Text block ::

=-=-=

Does Our Social Media Presence Define Us?


Twitter . Reddit . Instagram
Facebook . WhatsApp . KIK
Youtube . Pinterest . Chatrooms
Skype . Snapchat . Imgur
...And so many others...

Social media is a form of self expression. Whether you use your online profiles to catch up with loved ones, to promote your work, or to simply socialise, it's a way of opening ourselves up within a privacy barrier. Many "online trolls" use this as a way of being anonymous solely to spread hatred. That's why so many comment sections online can be filled with homophobia, racism, hate towards females, weight shaming, and so on. People take advantage of the ability to hide behind a screen. But doesn't that still reflect on their true selves? Of course. We judge the person behind the screen, whoever they may be, as they still wrote the words they're hiding behind. And if that's so, doesn't that mean that we all are the people we portray on social media -whether good or bad? The confidence we can give off on a status that we may not actually feel within ourselves, has it actually been inside of us the entire time?

Are we all using the Internet as a way of showing who we truly are, without having to put ourselves out there and face the scrutiny of real life people?

I'll admit that I'm a social media snooper. If I know you personally, it is very likely that I've had a good stalk on your profile and if on Twitter or Instagram, I have probably taken a glimpse at your following list. Call me crazy, but I find it interesting to know what people like to see on their own feeds. Heck, that's how I've had late conversations with Facebook friends after discovering that we both follow similar influencers. How else do we find mutual interests nowadays? (side-note: does it bother anyone else when you ask someone what they're up to and they say "watching Netflix"? It's like, tell me what you're watching! You aren't just watching the Netflix homescreen! Rant over.) But because of said snooping, I've had some disappointing outcomes.

=-=-=

Task to complete ::
Write down, word for word, the part of the social media essay that opens with the words containing "Are we all using" and closes with "real life people?". The items that come next have nothing to do with the social media essay.

=-=-=

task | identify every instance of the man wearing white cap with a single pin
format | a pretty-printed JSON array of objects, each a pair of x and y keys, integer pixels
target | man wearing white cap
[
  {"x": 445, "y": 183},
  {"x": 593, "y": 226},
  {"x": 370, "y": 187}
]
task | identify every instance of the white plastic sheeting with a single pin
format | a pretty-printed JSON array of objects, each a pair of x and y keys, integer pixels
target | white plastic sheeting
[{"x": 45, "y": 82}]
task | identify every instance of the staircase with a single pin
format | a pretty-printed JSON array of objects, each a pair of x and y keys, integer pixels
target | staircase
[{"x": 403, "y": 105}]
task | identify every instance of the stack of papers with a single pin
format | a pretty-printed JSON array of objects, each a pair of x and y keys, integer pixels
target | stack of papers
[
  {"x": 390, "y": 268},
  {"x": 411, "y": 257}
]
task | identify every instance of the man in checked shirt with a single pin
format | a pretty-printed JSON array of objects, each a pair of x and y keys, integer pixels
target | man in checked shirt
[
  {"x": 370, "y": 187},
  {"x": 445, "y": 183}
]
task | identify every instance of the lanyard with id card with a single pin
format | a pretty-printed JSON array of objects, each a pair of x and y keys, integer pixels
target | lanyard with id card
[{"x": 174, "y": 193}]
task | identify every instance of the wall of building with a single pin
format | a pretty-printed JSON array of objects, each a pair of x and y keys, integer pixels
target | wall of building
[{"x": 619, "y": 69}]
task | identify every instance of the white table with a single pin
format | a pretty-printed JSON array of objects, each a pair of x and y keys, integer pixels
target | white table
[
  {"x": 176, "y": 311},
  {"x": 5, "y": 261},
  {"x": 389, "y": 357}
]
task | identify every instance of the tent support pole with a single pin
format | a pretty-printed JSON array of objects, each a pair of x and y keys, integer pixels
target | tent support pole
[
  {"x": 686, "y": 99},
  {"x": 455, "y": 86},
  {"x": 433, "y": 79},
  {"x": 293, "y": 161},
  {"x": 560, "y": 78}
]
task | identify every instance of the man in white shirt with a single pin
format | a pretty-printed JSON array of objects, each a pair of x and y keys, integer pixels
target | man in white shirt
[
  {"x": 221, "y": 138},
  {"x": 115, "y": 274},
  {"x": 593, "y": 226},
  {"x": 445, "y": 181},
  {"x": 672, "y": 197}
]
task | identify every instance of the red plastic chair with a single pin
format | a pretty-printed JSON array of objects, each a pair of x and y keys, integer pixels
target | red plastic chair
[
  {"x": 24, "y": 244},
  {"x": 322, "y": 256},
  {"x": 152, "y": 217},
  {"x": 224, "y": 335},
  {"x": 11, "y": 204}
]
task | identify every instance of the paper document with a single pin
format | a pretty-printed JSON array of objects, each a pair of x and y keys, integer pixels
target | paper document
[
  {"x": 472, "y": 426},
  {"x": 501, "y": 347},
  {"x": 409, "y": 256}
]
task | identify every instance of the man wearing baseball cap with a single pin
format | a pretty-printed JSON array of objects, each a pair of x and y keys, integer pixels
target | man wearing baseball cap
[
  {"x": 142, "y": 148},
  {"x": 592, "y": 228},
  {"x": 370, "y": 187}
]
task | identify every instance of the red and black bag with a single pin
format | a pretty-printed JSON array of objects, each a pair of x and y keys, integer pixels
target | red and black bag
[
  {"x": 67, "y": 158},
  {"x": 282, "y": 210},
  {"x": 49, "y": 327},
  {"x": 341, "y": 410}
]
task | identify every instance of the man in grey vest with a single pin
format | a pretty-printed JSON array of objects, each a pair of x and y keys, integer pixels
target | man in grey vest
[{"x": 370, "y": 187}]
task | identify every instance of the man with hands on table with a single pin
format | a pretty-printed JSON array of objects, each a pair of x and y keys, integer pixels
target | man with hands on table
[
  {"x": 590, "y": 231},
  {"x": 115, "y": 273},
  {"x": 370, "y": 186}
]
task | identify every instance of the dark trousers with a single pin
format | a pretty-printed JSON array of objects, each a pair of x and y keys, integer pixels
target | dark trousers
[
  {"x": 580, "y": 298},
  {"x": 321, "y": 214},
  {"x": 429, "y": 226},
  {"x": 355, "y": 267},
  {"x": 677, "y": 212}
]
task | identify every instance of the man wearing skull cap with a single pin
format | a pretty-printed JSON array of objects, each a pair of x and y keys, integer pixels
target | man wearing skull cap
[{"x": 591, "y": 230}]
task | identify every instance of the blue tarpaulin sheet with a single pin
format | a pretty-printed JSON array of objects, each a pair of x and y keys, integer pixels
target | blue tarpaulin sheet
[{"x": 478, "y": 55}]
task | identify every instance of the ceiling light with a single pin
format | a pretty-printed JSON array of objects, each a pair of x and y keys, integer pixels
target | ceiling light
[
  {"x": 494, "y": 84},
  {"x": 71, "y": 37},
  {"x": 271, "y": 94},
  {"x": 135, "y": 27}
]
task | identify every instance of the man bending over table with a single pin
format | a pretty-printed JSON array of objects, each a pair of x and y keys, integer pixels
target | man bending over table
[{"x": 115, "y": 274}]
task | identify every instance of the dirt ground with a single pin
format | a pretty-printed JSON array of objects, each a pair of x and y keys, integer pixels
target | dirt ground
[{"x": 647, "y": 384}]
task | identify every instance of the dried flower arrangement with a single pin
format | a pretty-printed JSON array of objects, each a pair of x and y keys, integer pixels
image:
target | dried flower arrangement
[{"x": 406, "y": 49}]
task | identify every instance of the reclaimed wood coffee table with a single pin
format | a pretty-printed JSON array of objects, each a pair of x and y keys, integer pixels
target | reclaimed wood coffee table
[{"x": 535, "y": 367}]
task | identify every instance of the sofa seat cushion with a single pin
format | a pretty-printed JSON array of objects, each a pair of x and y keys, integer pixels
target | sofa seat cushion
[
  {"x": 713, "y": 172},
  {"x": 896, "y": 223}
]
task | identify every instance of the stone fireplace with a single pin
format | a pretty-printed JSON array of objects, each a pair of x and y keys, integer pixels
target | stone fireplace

=-=-=

Task solution ::
Are we all using the Internet as a way of showing who we truly are, without having to put ourselves out there and face the scrutiny of real life people?